| Text section |
_ _ _ _
- Location of Glenrothes and Mid Fife within Scotland
- Subdivision: Fife
- Electorate: 69,734 (March 2020)
- Major settlements: Glenrothes, Levenmouth (part of), Lochgelly, Kelty and Cardenden

Current constituency
- Created: 2005 (as Glenrothes)
- Member of Parliament: Richard Baker (Scottish Labour)
- Created from: Central Fife

= Glenrothes and Mid Fife =

UK Parliament constituency (since 2005)

Glenrothes and Mid Fife (/ɡlɛnˈrɒθᵻs/) is a constituency in Scotland in the House of Commons of the UK Parliament, represented by Richard Baker of the Labour Party since the 2024 general election. The seat was previously held by Peter Grant of the Scottish National Party (SNP). The seat includes the major settlements of Glenrothes, Levenmouth (part of), Lochgelly, Kelty and Cardenden.

It was created at the 2005 general election as Glenrothes, and renamed as Glenrothes and Mid Fife for the 2024 general election under the 2023 review of Westminster constituencies.

==Boundaries==

2005–2024: Under the Fifth Review of UK Parliament constituencies, the constituency boundaries were defined in accordance with the ward structure in place on 30 November 2004 and contained the Fife Council wards of Cardenden, Cluny and Chapel; Kinglassie, Bowhill and Dundonald; Wemyss and Muiredge; Buckhaven and Denbeath; Methilhill; Methil; Leven West and Kirkland; Kennoway; Windygates, Star and Balgonie; Markinch and Woodside East; Auchmuty and Woodside West; Pitteuchar and Finglassie North; Thornton, Stenton and Finglassie South; Caskieberran and Rimbleton; Newcastle and Tanshall; South Parks and Macedonia; Leslie and Whinnyknowe; Balgeddie and Collydean; Cadham, Pitcoudie and Balfarg.
_ _ _ _
| Written request 1 |
In the Glenrothes and Mid Fife text, who held the seat before Richard Baker?
| Written request 2 |
List every major settlement that the Glenrothes and Mid Fife text names for the constituency.
| Written request 3 |
Extend the Glenrothes and Mid Fife text, picking up right after its last sentence.

| Rows |
_ _ _ _
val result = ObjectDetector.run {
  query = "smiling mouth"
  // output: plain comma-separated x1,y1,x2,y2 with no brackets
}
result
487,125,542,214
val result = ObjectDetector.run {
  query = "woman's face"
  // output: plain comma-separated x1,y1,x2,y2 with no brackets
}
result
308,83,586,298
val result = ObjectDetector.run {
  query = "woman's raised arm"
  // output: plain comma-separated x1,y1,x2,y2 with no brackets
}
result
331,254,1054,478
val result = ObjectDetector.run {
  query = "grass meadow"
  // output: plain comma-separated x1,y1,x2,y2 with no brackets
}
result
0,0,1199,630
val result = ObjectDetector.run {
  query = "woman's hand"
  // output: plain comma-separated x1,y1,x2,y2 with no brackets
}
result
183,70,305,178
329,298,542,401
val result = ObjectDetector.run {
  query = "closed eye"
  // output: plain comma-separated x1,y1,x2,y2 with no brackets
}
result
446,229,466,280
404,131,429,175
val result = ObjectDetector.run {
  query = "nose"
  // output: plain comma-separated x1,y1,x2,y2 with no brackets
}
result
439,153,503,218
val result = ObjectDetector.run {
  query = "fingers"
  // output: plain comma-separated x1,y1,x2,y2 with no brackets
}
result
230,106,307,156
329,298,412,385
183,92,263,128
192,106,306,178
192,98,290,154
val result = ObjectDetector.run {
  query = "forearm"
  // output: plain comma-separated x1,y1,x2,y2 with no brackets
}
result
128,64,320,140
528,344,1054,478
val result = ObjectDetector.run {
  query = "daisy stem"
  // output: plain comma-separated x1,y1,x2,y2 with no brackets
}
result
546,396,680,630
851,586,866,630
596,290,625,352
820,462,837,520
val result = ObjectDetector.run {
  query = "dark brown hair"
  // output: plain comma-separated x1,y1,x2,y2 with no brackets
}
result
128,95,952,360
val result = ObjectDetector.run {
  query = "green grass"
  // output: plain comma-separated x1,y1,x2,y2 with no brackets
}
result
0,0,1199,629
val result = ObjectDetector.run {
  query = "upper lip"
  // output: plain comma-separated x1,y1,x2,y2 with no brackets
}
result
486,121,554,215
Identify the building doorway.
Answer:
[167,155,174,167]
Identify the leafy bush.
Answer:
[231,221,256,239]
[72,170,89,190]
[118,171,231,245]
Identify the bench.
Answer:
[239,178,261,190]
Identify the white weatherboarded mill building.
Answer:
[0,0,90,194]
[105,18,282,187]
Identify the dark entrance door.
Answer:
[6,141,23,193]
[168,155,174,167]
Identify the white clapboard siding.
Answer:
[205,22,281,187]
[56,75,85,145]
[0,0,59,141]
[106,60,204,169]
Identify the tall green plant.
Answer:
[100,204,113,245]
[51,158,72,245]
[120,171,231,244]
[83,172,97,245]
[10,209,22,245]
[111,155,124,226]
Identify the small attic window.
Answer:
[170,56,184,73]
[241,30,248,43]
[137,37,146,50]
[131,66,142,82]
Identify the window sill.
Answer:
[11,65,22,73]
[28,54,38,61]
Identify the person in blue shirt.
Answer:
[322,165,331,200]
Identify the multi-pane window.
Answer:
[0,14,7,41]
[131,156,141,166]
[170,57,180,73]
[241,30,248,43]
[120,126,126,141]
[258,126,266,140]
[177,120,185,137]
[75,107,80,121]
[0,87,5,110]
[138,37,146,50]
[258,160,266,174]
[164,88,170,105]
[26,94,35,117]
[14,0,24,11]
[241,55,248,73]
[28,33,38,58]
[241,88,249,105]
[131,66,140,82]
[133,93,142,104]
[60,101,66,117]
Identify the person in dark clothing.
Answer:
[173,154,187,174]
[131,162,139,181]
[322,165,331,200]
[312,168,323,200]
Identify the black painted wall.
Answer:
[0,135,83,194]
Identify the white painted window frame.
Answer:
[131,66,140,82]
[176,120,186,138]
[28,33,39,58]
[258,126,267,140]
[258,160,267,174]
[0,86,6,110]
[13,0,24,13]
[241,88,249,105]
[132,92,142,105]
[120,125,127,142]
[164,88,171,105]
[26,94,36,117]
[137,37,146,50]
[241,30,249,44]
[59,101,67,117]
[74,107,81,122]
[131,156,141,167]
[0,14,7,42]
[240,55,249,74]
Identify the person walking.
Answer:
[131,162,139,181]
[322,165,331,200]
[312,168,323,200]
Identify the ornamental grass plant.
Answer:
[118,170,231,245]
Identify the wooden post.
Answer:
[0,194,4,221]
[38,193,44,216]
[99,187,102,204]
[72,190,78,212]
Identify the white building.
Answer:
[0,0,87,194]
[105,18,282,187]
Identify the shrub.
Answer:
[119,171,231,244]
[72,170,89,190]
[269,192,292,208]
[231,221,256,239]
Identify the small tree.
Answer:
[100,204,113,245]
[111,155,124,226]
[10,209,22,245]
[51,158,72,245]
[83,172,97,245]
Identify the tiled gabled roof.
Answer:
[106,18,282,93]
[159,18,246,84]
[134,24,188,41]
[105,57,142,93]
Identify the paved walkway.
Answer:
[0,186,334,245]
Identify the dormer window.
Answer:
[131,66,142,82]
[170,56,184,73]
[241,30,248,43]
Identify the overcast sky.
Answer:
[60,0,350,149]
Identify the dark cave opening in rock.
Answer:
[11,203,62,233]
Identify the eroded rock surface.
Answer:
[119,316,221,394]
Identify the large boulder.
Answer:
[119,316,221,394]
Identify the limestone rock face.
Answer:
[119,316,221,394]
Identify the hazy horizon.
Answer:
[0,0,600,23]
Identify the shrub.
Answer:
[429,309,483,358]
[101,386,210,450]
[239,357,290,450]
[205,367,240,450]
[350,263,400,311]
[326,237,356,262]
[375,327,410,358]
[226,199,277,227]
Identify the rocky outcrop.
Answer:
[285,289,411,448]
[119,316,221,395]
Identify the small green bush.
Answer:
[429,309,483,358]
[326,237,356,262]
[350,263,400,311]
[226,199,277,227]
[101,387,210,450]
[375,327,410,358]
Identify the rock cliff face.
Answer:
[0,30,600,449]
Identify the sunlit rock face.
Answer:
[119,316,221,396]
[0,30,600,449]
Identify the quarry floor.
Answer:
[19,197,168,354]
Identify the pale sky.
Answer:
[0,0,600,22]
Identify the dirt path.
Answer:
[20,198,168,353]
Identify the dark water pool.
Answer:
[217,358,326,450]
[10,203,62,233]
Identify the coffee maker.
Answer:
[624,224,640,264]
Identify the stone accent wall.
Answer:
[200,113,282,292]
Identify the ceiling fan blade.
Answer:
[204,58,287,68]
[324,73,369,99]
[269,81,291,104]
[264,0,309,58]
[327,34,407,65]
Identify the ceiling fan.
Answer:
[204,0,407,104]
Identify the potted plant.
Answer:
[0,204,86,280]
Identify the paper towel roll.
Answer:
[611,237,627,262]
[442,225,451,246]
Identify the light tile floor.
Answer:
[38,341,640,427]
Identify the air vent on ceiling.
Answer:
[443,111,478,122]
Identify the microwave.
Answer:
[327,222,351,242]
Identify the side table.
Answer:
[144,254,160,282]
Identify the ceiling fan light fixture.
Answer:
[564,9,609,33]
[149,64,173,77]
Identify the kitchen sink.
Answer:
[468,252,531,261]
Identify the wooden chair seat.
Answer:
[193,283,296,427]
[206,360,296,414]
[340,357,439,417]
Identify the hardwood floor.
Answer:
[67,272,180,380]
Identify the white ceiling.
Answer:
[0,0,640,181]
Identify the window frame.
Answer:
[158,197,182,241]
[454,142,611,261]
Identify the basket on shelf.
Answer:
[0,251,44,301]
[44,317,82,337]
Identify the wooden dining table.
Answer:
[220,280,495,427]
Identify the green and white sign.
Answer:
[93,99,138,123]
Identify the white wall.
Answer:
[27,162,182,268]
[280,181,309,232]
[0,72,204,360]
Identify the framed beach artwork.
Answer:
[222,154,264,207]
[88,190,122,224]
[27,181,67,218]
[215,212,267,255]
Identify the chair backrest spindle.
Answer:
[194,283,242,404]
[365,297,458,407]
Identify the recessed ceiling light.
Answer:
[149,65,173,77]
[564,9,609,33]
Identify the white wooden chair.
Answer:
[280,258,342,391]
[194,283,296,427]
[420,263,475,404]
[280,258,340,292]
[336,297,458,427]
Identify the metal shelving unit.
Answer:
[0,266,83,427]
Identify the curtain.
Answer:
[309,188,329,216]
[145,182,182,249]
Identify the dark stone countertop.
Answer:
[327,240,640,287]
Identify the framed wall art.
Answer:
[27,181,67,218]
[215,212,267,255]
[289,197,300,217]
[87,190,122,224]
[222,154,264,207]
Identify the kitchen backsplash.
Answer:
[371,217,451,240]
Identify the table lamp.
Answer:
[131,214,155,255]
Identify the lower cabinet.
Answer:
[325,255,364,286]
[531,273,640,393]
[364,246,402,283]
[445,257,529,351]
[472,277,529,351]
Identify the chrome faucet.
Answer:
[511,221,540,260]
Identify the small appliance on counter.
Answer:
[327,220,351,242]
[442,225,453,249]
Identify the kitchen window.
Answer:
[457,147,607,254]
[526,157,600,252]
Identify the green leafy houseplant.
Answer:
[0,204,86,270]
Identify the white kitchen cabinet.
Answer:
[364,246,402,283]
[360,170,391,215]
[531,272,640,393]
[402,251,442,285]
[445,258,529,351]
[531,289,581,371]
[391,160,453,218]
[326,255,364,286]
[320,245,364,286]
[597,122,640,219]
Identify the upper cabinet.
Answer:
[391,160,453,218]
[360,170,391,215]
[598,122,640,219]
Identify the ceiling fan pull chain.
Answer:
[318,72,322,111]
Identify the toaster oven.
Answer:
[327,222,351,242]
_ _ _ _
| Task answer 1 |
Peter Grant of the Scottish National Party (SNP).

| Task answer 2 |
Glenrothes, Levenmouth (part of), Lochgelly, Kelty, Cardenden

| Task answer 3 |
2024–present: Under the 2023 review of Westminster constituencies which came into effect for the 2024 general election, the renamed constituency contains the following wards or part wards of Fife Council:

- In full: Lochgelly, Cardenden and Benarty; Glenrothes West and Kinglassie; Glenrothes North, Leslie and Markinch; Glenrothes Central and Thornton; Buckhaven, Methil and Wemyss Villages.
- In part: Cowdenbeath (community of Kelty).

As a result of the boundary review, the communities of Lochgelly, Kelty and the Benarty area were added from the (renamed) Cowdenbeath and Kirkcaldy constituency. To compensate, Kennoway, Windygates and west Leven were transferred to North East Fife.

The revised 2024 boundaries of the constituency centre on Glenrothes and its surrounding villages; Coaltown of Balgonie, Leslie, Markinch, Milton of Balgonie and Thornton. Moving south and west to include Ballingry, Cardenden, Kelty, Kinglassie, Lochgelly and Lochore. In the east, the seat includes parts of the Levenmouth conurbation, including Buckhaven, Methil and the Wemyss villages; East Wemyss, West Wemyss, and Coaltown of Wemyss.

==History==
Glenrothes was created for the 2005 general election, mostly replacing Central Fife, but incorporating small parts of Kirkcaldy and Dunfermline East.

===Creation in 2005–2008===
The first holder of the newly created seat was John MacDougall, who died on 13 August 2008, triggering a by-election.

===2008===
In the 2008 by election, Lindsay Roy was elected, the Labour majority falling by around 4,000 votes, with the Labour vote increasing by 3%; the SNP making significant gains from the lower-placed Conservative and the Liberal Democrat candidates.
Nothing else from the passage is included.